# [Recorded information]
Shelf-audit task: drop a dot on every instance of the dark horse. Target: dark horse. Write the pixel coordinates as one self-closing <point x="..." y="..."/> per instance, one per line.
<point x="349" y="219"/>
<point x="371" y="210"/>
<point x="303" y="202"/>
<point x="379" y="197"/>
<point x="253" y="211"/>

# [What to produce]
Copy the rows above verbatim.

# [Answer]
Shelf-audit task: drop a dot on every instance of the dark horse. Target: dark horse. Write the pixel coordinates as one self-closing <point x="..." y="..."/> per instance, one per line.
<point x="349" y="219"/>
<point x="371" y="210"/>
<point x="303" y="202"/>
<point x="379" y="197"/>
<point x="253" y="211"/>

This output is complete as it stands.